▸ **TASK INSTRUCTIONS**
Answer these questions about the Q&A with Edwin Briels, one answer per line.
1. How many tourists a year does Bagan get?
2. What has caused tourism's recent "rough patch"?
3. Which period does he call one of the best for travel?

▸ **DOCUMENT SECTION**
• • • •

The Talk

The Talk: Q&A with Edwin Briels, director Khiri Travel Myanmar


Name: Edwin Briels
Country: O
riginally from the Netherlands,  calling Myanmar home for over 15 years
Managing Director Khiri Travel Myanmar and volunteer with Myanmar Tourism Marketing in charge of digital marketing and public relations

Question: What are your thoughts on the current state of tourism in Myanmar?

Answer: I think that tourism in Myanmar has just set off and the sector is ready for growth. The infrastructure has improved a lot and there are plenty of hotel rooms, airline seats, good long distance buses, smooth roads as well as plenty of restaurants, people working in the industry and even excellent mobile internet so the country is ready.

Of course tourism is going through a bit of a “rough patch” during the last few months due to a lot of negative media attention about Northern Rakhine state but I am confident this will pass as well.

Question: What developments would you like to see in the coming years?
Answer: Currently a major tourist attraction like Bagan only gets 280,000 tourists a year which is not enough to sustain a liveable income for many people working in tourism the whole year round. I would like to see yearly double digits growth so more people in the countryside can earn a fair living and improve their living conditions.

Besides that, I would love to see tourist arrivals being spread out over 12 months as Myanmar is certainly a whole year round destination and I think it’s a shame many people believe the only period to travel is from October to April as in reality the green season is one of the best periods to travel.

Question: What do you love and what do you hate about your job?
Answer: At Khiri Travel Myanmar we love to support people all around the country to set-up their own local business ranging from travel agency, local restaurant or offering home cooked food to bike rental or cooking classes. I LOVE to see all these young entrepreneurs becoming successful and are very happy to see these start-ups working well with just a little financial support and advice.

• • • •

▸ **GIVEN ENTRIES**
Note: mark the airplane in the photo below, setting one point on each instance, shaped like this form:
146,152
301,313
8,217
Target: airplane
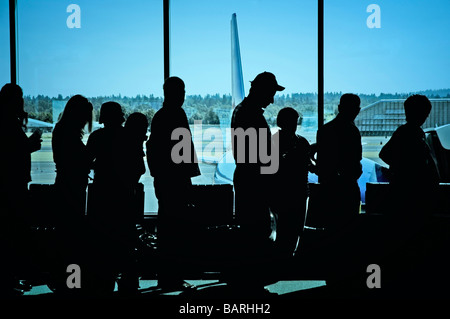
372,171
37,124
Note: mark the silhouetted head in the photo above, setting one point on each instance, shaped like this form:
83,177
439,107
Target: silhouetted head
263,89
287,120
174,91
137,126
77,114
349,106
11,102
417,109
111,114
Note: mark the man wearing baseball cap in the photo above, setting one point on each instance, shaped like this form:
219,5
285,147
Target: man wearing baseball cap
249,126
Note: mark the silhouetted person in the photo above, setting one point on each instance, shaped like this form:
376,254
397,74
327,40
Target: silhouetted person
414,180
136,128
172,181
413,172
290,185
109,197
15,175
252,187
339,155
72,168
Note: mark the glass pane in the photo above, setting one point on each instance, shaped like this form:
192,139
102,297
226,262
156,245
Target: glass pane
106,52
384,53
274,36
5,74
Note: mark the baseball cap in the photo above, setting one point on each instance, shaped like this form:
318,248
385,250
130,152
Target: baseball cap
266,80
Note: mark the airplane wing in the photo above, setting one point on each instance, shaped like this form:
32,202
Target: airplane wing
237,81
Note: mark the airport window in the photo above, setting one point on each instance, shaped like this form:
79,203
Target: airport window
385,52
106,52
4,43
115,52
279,37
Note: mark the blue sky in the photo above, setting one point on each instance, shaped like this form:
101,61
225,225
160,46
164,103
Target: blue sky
118,49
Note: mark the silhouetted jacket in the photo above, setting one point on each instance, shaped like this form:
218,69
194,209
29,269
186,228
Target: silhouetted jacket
160,146
339,151
409,157
249,116
294,162
106,147
70,156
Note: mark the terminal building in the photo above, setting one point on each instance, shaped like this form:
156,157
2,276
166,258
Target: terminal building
383,117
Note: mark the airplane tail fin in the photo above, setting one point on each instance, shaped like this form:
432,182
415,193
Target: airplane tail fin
237,81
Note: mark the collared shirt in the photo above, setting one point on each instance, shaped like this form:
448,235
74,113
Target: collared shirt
409,157
160,146
339,151
250,119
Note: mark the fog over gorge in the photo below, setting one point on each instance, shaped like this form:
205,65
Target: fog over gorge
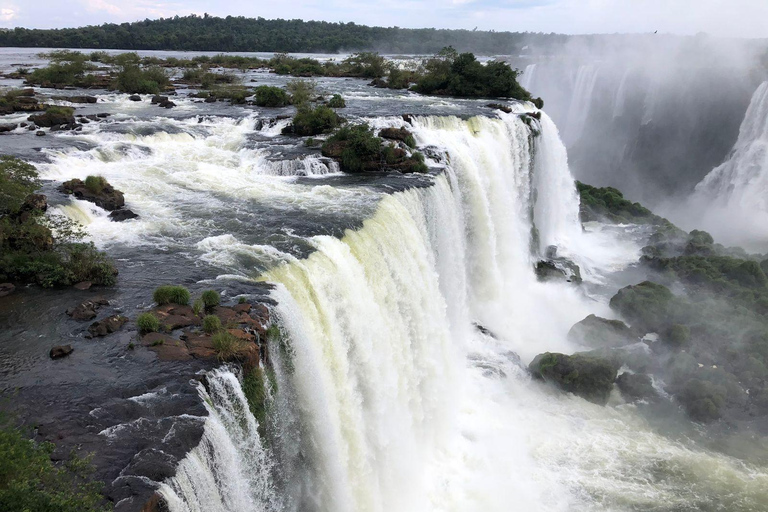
515,262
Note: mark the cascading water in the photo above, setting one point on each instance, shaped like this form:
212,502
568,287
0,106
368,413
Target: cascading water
732,200
229,471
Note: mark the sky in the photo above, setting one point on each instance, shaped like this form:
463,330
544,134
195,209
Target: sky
729,18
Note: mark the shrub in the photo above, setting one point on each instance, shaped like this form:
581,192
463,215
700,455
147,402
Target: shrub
147,322
315,121
337,101
95,184
211,324
268,96
226,345
170,294
211,298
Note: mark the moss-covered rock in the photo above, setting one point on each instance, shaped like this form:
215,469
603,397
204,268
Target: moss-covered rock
597,332
587,376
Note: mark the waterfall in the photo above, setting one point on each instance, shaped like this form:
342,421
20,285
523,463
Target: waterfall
229,471
732,200
380,327
579,107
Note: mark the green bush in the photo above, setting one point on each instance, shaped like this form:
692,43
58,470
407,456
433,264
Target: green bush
337,101
211,324
211,298
315,121
170,294
147,322
226,345
268,96
95,184
31,482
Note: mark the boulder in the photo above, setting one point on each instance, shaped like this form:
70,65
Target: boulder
636,386
60,351
56,118
107,326
583,375
108,197
6,289
122,214
86,310
596,332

• • • •

▸ **RESULT**
1. 280,000
2. A lot of negative media attention about Northern Rakhine state
3. The green season